### [GIVEN REQUEST A]
Answer these questions from the judgment excerpt:
(i) On what date was the charge memo issued to the writ petitioner?
(ii) Which police unit registered the criminal case against the writ petitioner, and under what crime number?
(iii) On what date did the writ petitioner file the present writ petition?
### [GIVEN REQUEST B]
Copy out the lines of the records from the line with "Target: stone wall" up to and including the line with "[[[0,92],[0,140],[23,138],[23,98],[21,93]]]".

9. The writ petitioner has earlier filed the writ petition for a direction to dispose of the disciplinary proceedings and to promote him to the post of Tahsildar and this Court has passed an order directing the first respondent to take appropriate decision on the enquiry report on its own merits, within a period of 12 weeks from the date of receipt of a copy of this order. In the earlier occasion, this Court had no occasion to take note of the pending criminal case. In fact, in the present writ petition, the second respondent has filed a counter stating that the criminal case registered against the writ petitioner by the District Crime Branch Police, Thiruvarur in Crime No.3 of 2011 is also pending.
10. The earlier writ petition was moved in order to get a direction for the early disposal of the disciplinary proceedings and for consequential promotion. Earlier without considering the fact that the criminal case is pending, a direction was issued to dispose of the disciplinary proceedings. The writ petitioner waited for about two years from the date of the order passed in W.P.No.30239 of 2013 and filed the present writ petition on 07.09.2015 with a prayer to quash the entire charge memo.
11. The writ petitioner is very much aware that the charge memo was issued to him on 07.06.2011 and the entire proceedings were completed in the year 2011 and report of the enquiry officer was also submitted and received by the writ petitioner in the year 2012 and he has submitted his further explanation on the enquiry report immediately. The earlier writ petition was filed in order to get final disposal of the disciplinary proceedings. Having obtained an order from this Court for earlier disposal of the disciplinary proceedings, the writ petitioner also had not moved any application for contempt or seeking implementation of the orders of this Court. Contrarily, he has waited for about two years and filed the present writ petition on 07.09.2015 with a prayer to quash the charge memo, in which the enquiry proceedings had been already concluded. Thus, this Court is of the view that the present writ petition is moved in a calculative manner to achieve the goal of quashing the entire disciplinary proceedings. The Court cannot encourage such an attitude of a public servant and cannot consider the quashing of the very disciplinary proceedings, which are grave in nature. The Court cannot encourage such an attitude of the public servant who has to serve the public in the interest of our great Nation. Every rupee paid to a public servant by way of salary is the tax payer's money. All the public servants receiving salary from the State are duly accountable to the public. If an allegation or irregularity is made against the public servants, they are bound to answer and prove their innocence only through the enquiry proceedings under the rules and they cannot get rid of the same by finding a way by filing this kind of writ petitions on more than one occasion in a calculated manner so as to escape from the clutches of disciplinary proceedings. A public servant is duty bound to serve the public, in view of the status enjoyed by him in the society. By virtue of the special status conferred on the public servant, he is certainly accountable and duty bound to serve in the interest of public in general.

### [DATA FOR PROCESSING]
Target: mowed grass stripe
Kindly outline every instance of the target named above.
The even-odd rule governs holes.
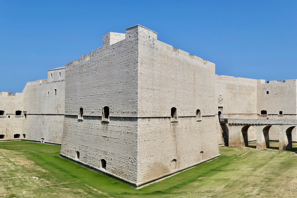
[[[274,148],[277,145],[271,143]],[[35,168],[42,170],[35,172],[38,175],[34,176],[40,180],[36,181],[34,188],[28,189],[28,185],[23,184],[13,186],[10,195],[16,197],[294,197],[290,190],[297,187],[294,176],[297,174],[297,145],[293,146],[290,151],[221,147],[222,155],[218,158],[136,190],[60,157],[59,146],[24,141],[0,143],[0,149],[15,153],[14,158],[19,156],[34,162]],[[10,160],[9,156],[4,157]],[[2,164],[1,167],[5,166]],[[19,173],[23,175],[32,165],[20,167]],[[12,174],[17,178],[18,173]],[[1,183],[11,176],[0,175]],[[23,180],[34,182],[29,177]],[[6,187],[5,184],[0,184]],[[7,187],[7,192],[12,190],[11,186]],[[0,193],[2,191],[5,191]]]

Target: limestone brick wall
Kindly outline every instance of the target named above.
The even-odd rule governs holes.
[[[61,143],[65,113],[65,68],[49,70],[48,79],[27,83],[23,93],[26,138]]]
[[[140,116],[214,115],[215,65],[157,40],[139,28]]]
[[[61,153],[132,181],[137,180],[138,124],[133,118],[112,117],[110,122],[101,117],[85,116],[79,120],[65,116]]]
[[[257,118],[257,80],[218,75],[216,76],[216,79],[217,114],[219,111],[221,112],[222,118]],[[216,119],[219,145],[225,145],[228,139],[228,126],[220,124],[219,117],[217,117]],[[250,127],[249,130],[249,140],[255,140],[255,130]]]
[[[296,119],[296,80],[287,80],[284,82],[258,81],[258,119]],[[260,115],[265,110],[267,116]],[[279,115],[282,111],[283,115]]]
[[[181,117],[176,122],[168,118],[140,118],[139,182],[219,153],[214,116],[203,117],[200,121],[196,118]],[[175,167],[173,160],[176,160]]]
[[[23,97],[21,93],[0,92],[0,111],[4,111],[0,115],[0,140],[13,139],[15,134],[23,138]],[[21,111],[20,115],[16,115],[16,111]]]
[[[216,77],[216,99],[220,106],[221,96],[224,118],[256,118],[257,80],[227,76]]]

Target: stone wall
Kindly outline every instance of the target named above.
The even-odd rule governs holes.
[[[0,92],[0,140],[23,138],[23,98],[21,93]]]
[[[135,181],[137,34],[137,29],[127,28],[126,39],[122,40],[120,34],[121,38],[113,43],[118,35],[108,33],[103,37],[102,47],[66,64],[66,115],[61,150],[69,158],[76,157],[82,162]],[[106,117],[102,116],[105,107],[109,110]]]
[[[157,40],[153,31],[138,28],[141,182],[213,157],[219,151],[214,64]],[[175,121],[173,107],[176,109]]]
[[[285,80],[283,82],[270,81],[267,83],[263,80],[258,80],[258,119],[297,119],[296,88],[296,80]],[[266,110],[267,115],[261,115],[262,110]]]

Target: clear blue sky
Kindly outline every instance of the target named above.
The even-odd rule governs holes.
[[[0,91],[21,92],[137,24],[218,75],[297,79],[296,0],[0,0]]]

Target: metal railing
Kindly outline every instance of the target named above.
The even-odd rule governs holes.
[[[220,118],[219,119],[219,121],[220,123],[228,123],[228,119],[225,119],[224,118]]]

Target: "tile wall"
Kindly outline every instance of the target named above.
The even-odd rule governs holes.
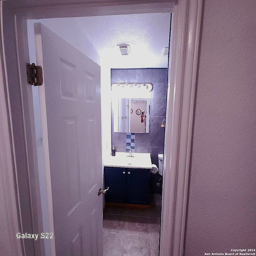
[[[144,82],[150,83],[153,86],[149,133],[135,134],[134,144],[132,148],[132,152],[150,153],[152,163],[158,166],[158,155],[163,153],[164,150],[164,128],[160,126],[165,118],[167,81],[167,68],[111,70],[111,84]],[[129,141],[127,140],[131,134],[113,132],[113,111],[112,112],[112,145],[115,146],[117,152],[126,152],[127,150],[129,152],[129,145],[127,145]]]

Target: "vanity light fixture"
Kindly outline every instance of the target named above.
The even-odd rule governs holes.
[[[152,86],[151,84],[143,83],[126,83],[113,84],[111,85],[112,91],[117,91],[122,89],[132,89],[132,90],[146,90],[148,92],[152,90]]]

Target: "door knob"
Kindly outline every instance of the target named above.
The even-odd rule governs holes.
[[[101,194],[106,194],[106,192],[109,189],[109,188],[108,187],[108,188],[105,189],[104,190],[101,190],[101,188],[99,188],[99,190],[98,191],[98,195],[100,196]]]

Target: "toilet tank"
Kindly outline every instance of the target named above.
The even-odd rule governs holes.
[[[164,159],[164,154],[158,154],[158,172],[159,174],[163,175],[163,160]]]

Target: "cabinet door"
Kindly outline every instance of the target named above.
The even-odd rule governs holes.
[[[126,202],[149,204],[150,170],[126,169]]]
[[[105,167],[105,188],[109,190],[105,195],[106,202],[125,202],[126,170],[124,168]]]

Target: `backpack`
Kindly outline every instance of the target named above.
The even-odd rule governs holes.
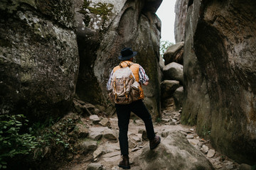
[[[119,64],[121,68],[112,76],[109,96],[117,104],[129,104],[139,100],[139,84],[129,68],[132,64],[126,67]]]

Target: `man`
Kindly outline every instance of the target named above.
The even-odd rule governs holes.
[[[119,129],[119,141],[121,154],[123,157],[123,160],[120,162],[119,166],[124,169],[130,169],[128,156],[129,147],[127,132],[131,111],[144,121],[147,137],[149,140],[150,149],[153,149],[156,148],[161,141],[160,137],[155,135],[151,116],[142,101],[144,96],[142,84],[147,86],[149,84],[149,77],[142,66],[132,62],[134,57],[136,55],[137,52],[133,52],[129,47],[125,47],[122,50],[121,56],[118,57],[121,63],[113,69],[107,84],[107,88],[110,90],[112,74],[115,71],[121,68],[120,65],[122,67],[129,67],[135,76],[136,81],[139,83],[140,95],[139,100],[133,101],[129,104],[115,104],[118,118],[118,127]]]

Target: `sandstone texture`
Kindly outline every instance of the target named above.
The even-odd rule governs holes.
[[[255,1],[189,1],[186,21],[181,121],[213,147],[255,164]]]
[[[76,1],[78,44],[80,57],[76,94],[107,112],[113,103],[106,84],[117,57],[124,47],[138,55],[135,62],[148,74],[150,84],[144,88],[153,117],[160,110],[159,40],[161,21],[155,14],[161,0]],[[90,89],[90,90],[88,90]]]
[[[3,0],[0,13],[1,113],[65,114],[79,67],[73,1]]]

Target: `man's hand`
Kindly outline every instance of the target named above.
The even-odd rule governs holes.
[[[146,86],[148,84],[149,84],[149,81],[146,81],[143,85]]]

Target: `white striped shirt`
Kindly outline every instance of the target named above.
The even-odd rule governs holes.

### [CORRECT ANSWER A]
(i) 07.06.2011
(ii) The District Crime Branch Police, Thiruvarur, in Crime No.3 of 2011
(iii) 07.09.2015

### [CORRECT ANSWER B]
Target: stone wall
Kindly outline every instance of the target named above.
The even-odd rule governs holes.
[[[0,92],[0,140],[23,138],[23,98],[21,93]]]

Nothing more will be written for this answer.